## begin Text passage

Snowpiercer by Bong Joon-Ho

Snowpiercer by Bong Joon-ho

 

In a future where a failed global-warming experiment kills off most life on the planet, a class system evolves aboard the Snowpiercer, a train that travels around the globe via a perpetual-motion engine. Over time a class system evolves on the train, with the elites inhabiting the front of the train and poor inhabiting the back of the train. Tired of their poor living conditions, the riders in the back revolt, attempting to seize control of the engine.

First off, I love the international cast. This is the type of  international co-production that I like to see more of.  Considering the somber heavy tone of the story, it’s surprising that this movie was even made. Every actor fits their part and they all happen to be character actors in an ensemble piece.

Chris Evans makes an engaging lead, never letting his stardom get in the way of his character. Watching him play such a righteous character never once reminded me of Captain America, and that’s probably the best thing I can say. Tilda Swinton is wonderfully ridiculous. When she first appeared, it threw me off because it was so over-the-top. Her character seemed to belong in another film. I wondered if it was possible for someone like that to exist in that environment but as the story unfolded, Swinton’s commitment to her cartoonish portrayal changed my opinion.

Song Kang-Ho is always an entertaining presence. He is held back by a language barrier but that is not enough to contain his natural funniness. Jamie Bell and Octavia Spencer both make a dramatic impact with their supporting roles. Alison Pill also has a memorable cameo that teeters between creepy and satirically hilarious.

## end Text passage
## begin Available data

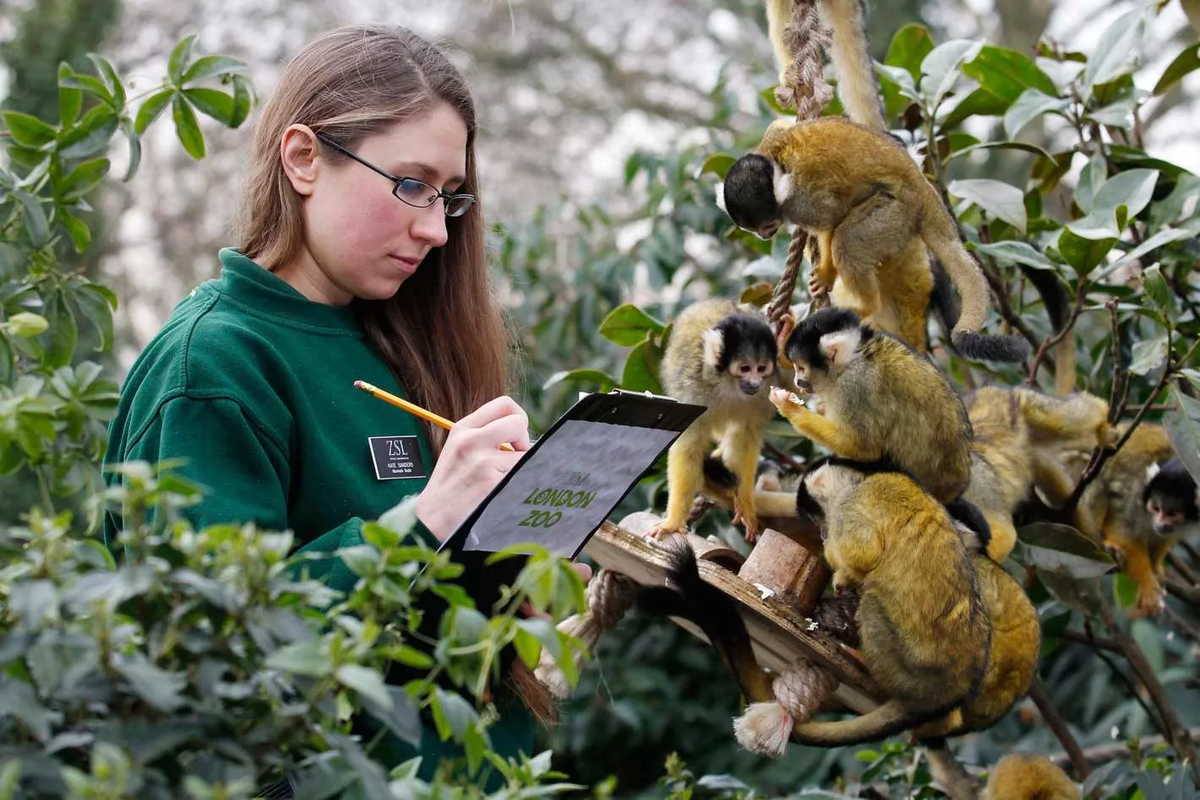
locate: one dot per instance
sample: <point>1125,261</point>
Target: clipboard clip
<point>645,394</point>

## end Available data

## What you are asked to do
Translate this sentence from the Snowpiercer review into French: "Song Kang-Ho is always an entertaining presence." Rely only on the Snowpiercer review, not the listing.

## Written reply
Song Kang-Ho est toujours une présence divertissante.